*Exercise*.
Extract every line of the items below that contains the word "flower". Matching is case-sensitive.

*Records*.
begin

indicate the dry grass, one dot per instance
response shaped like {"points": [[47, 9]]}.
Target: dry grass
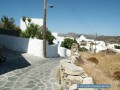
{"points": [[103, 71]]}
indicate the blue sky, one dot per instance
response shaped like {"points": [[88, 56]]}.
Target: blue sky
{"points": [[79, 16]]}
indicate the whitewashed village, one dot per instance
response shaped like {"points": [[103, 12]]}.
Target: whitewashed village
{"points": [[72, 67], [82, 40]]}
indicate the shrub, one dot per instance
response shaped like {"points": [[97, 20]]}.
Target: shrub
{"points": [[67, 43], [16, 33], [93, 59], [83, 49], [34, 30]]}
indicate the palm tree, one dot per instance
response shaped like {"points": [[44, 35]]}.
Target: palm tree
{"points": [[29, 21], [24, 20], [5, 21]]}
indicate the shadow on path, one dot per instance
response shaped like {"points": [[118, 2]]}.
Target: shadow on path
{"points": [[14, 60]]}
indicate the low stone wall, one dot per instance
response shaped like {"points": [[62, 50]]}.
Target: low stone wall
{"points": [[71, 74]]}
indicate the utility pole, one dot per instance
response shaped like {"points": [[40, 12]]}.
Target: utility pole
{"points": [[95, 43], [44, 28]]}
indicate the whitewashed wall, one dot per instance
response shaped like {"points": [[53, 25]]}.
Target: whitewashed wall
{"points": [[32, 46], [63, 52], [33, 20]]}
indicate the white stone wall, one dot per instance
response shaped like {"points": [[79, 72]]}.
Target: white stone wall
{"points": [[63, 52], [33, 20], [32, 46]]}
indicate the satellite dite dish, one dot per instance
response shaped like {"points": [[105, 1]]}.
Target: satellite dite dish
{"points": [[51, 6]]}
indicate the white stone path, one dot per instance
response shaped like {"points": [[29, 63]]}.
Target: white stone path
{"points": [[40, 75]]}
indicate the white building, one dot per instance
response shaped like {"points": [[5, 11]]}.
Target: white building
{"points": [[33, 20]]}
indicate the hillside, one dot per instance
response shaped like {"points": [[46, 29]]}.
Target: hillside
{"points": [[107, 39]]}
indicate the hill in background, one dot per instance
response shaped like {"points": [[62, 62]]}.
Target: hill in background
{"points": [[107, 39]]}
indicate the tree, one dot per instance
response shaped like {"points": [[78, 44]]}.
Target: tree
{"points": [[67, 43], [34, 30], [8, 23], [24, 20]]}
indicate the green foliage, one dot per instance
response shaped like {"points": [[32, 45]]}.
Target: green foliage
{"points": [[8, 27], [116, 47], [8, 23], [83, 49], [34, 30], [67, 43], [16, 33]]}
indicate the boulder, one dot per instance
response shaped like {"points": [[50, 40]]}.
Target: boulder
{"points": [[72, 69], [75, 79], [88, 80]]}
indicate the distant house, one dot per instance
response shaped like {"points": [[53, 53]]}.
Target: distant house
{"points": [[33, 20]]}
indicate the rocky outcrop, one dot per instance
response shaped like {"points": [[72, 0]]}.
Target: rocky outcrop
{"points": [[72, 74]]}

end
begin

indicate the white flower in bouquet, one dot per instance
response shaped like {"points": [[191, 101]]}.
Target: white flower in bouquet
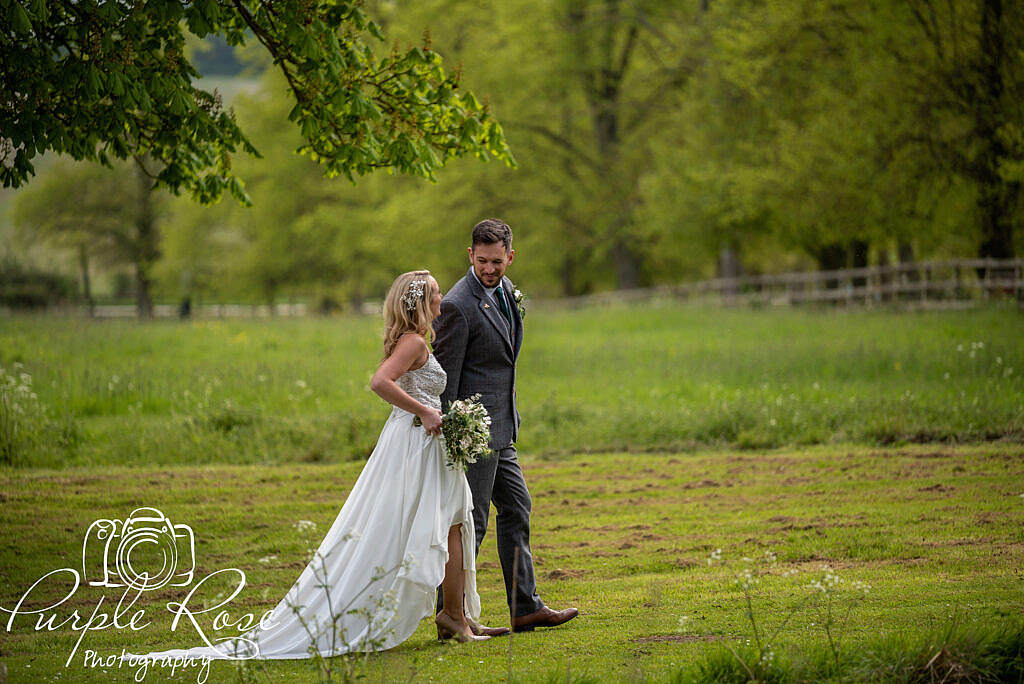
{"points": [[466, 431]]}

end
begin

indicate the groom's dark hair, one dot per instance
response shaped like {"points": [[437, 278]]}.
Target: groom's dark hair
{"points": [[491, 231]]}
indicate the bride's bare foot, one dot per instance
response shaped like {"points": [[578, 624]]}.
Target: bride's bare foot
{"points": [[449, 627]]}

end

*Worked solution*.
indicate the white flower in bouquet, one dot per instance
Target: white flower in bouquet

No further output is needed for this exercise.